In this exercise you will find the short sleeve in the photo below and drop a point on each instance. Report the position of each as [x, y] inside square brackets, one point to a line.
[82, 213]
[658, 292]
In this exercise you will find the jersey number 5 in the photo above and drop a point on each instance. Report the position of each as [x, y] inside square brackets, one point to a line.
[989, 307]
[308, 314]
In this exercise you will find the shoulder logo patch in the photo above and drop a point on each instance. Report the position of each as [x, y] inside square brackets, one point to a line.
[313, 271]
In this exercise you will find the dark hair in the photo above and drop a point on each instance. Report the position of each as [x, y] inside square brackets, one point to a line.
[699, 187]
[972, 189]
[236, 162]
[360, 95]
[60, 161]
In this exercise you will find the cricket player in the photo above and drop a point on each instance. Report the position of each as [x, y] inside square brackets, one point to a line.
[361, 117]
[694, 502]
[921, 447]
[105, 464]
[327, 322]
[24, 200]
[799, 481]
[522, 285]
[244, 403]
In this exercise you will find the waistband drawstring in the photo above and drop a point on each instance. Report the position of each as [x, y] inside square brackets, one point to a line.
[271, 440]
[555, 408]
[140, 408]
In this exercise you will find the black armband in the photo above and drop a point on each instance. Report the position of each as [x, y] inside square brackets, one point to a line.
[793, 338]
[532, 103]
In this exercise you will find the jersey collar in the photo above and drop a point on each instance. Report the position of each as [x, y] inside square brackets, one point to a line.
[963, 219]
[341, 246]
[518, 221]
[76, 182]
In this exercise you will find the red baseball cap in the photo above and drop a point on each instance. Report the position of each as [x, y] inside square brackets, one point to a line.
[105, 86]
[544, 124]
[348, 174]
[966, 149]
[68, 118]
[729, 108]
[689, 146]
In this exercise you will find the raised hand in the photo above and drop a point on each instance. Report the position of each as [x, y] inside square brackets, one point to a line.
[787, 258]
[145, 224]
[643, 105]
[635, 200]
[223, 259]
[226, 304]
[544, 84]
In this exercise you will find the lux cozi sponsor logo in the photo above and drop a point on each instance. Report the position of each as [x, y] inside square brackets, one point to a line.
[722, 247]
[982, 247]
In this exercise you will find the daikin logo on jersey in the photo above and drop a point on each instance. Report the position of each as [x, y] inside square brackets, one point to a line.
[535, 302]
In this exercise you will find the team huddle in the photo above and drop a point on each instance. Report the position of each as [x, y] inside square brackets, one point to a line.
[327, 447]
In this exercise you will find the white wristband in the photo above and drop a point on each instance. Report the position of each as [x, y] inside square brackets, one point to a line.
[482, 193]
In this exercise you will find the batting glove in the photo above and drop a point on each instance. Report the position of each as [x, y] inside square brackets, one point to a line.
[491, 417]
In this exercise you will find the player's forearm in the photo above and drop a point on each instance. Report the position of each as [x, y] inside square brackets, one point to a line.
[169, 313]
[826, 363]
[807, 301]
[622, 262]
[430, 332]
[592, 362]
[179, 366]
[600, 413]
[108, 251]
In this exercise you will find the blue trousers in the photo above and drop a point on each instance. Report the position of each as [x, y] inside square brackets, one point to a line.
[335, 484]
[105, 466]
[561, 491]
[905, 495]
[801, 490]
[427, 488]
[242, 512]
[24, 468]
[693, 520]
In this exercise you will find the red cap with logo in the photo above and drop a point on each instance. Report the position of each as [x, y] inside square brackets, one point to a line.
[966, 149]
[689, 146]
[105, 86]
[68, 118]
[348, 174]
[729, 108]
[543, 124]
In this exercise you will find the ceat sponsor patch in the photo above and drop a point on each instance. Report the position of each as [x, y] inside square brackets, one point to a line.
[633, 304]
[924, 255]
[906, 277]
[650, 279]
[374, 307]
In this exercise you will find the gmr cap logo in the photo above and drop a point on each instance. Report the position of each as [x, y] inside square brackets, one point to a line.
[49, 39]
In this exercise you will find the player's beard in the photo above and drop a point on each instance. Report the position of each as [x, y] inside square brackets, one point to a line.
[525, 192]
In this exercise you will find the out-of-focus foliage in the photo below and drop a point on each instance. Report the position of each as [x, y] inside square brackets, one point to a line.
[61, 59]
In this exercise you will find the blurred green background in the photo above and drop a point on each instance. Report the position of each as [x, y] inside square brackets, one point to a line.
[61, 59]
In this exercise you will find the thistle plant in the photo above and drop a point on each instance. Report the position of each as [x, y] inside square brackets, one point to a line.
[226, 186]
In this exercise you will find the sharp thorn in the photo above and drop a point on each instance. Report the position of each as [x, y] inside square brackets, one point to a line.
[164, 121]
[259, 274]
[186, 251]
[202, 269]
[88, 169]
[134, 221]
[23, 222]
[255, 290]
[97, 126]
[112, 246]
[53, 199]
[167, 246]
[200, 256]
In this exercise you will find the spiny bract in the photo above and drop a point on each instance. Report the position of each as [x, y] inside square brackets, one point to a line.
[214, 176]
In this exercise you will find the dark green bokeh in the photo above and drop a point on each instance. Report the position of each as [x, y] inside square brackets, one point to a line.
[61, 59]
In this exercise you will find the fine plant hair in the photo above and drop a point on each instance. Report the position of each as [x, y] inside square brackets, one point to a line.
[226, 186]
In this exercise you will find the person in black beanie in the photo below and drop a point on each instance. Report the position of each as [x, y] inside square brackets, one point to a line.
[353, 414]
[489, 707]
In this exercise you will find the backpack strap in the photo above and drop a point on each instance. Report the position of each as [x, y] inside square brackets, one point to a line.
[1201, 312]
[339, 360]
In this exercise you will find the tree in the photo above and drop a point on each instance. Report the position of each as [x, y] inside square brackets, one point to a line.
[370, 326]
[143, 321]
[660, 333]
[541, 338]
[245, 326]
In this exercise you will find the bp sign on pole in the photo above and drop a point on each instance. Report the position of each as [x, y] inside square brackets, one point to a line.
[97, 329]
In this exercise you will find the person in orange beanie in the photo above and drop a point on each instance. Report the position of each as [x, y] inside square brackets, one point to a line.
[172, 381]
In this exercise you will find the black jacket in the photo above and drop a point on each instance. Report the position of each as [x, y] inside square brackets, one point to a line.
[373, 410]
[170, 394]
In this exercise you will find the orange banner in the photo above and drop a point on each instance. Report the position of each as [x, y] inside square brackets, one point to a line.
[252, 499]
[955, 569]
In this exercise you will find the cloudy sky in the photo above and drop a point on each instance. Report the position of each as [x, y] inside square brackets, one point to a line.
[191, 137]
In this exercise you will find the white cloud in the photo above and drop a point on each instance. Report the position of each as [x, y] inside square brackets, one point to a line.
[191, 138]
■ ■ ■ ■ ■ ■ ■
- _What the task asks_
Restate the whole listing exactly.

- _Output of the exercise_
In this exercise you will find the short sleeve in the photo below and drop a point on each instance. Report the position of each as [x, y] inside square brackets, one point to a line.
[82, 213]
[658, 292]
In this exercise you will find the jersey number 5 in the photo above and drop a point on each instance. Report the position of each as [x, y] inside square brackets, one point to a line.
[989, 307]
[308, 314]
In this exercise you will find the shoulder logo patch in the photo above and drop a point on each instance. Report the position of each as [x, y] inside square brackets, one point to a line.
[313, 271]
In this exercise you will find the dark hair in the photo above and drop a point on each instance. Report the position of each as [x, y] inside square brackets, one point to a line.
[699, 187]
[972, 189]
[236, 162]
[360, 95]
[60, 161]
In this exercise you will find the cricket player in the photo above and drop a point on each instance. Report the position of each as [x, y] inside square brackets, one point to a line.
[361, 117]
[694, 502]
[921, 447]
[105, 464]
[327, 322]
[24, 200]
[799, 481]
[522, 285]
[244, 403]
In this exercise you will find the waistband drawstring in the photo above and drop a point on each instance. Report the position of each as [x, y] inside square brackets, one point to a line.
[271, 440]
[555, 408]
[140, 408]
In this exercise you will find the black armband in the photo above and drop a point on each instance. Report the position of each as [x, y] inside square brackets, one point to a line.
[793, 338]
[532, 103]
In this exercise you will find the jersey collar in the photo above and drop a point on each instance. Report the position of each as [x, y] inside square brackets, one point to a line.
[963, 219]
[341, 246]
[518, 221]
[76, 182]
In this exercise you will find the red baseball cap in the photo above and drop a point on each instance. Report the position of each as [x, y] inside square brackets, one point to a line.
[105, 86]
[544, 124]
[348, 174]
[966, 149]
[68, 118]
[729, 108]
[689, 146]
In this exercise you will find the raised hand in the photo above and drop a point on each instance. Report the position of each as [x, y] inside square brackets, one point to a line.
[787, 258]
[145, 224]
[643, 105]
[635, 200]
[223, 259]
[226, 304]
[544, 84]
In this exercise you will find the lux cozi sponsor logo in the photo above and drop a point on each instance. Report the position of each as [x, y] inside square brackets, one point to a line.
[722, 247]
[982, 247]
In this exercise you will find the daikin logo on jersey in the photo above and drop a point on each instance. Report the position of each as [x, y] inside square brackets, one point to a line.
[535, 302]
In this exercise you will find the team huddle in the photo above and drop a point on each instance. Report the position of each as [x, y] inside square brackets, one point to a line.
[327, 447]
In this exercise you will find the white wristband in the photo above and drop a point on each instance. Report the position of each as [x, y] inside square brackets, one point to a line.
[482, 193]
In this exercise you will find the batting glove in the photo above and drop a point on each instance. Report the position of each as [x, y] inside square brackets, one point to a line.
[491, 417]
In this exercise you will find the player's forearm in the photo above and drop a point on each instance. Report the position of each as [x, y] inside square brackets, one point to a line.
[169, 313]
[826, 363]
[807, 301]
[622, 262]
[430, 332]
[592, 362]
[179, 366]
[600, 413]
[108, 251]
In this exercise you will find the blue trousers in the photo above and drop a point on each instance. Report the position of each as [x, y] inside square brackets, one point to a line.
[335, 484]
[105, 466]
[561, 491]
[905, 495]
[801, 490]
[427, 488]
[242, 512]
[24, 468]
[693, 520]
In this exercise you will find the red cap with logo in the photo above and drop a point on each instance. Report the position of each as [x, y] inside square brackets, one point to a line.
[966, 149]
[689, 146]
[105, 86]
[68, 118]
[348, 174]
[729, 108]
[543, 124]
In this exercise you will find the ceat sponsor patch in the photo above and drop a point on each instance. Report the position of each as [x, y] inside square brackets, one point to a line.
[633, 304]
[924, 255]
[906, 277]
[650, 279]
[374, 307]
In this exercise you will find the gmr cap logo in the photo above and drop a point on each instance. Report the position of each as [x, y] inside square brackets, one point to a line.
[49, 39]
In this exercise you will find the player's beard in the photo above and drop a point on each instance. Report the position of each as [x, y] inside square brackets, one point to a line.
[525, 192]
In this exercise you will find the out-of-focus foliage in the photo below and drop a point on each instance. Report the position of each as [x, y] inside square brackets, one point to a line.
[61, 59]
In this exercise you will find the blurred green background in the photo above and drop a point on each instance. Report the position of each as [x, y] inside square brackets, one point to a line.
[61, 59]
In this exercise you will find the thistle plant in the photo above and drop a point on each instance. Report the position of each as [x, y] inside square brackets, one point to a line.
[226, 186]
In this exercise you will find the sharp thorn in the photo above and drop a point on each instance. Report the position of each as [x, y] inside square brackets, one point to a line.
[164, 121]
[259, 274]
[186, 251]
[202, 269]
[88, 169]
[134, 221]
[23, 222]
[255, 290]
[97, 126]
[112, 246]
[53, 199]
[167, 246]
[200, 256]
In this exercise you will find the spiny bract in the photo above and drop a point on each instance. Report the position of each as [x, y] inside square brackets, one point to a line.
[214, 176]
In this exercise you will find the dark green bokeh in the photo above and drop a point on each instance. Report the position of each as [x, y] inside square brackets, one point to a line.
[61, 59]
In this exercise you will find the fine plant hair in the photo above and drop a point on each instance. Report the position of each as [x, y] inside square brackets, one point to a line.
[226, 186]
In this exercise you will find the person in black beanie in the photo below and drop a point on each instance. Report the position of each as [x, y] inside square brackets, one point to a line.
[353, 414]
[489, 707]
In this exercise you will find the backpack strap in the photo above and drop a point on each instance. Report the position of each as [x, y] inside square brackets, one point to a line.
[1201, 312]
[339, 360]
In this exercise you will find the tree in the photo above and drop a point on each instance. Report the position of each as [x, y] inside square brackets, one point to a line.
[370, 326]
[143, 321]
[660, 333]
[541, 338]
[245, 326]
In this exercise you will find the bp sign on pole in the photo above and drop a point on each instance. Report the position of each as [x, y] inside square brackets, one point to a line.
[97, 329]
In this exercise you will find the person in orange beanie in the photo above and drop a point on each instance. Report the position of each as [x, y] inside square brackets, one point to a line.
[172, 381]
In this exercise you will find the black jacket in the photo above and drop a point on each instance. Report the position of each as [x, y] inside square brackets, one point to a line.
[373, 410]
[170, 394]
In this exercise you will find the orange banner in the photo above and drop a point on each instance. Report the position of each as [x, y] inside square brackets, one point to a line.
[252, 499]
[955, 569]
In this exercise you will find the cloudy sky in the photo above and drop a point on each instance. Report the position of each as [x, y] inside square brackets, one point to a line.
[191, 137]
In this exercise you will find the white cloud in the photo above and drop a point on each instance. Report the position of each as [x, y] inside square brackets, one point to a line.
[191, 138]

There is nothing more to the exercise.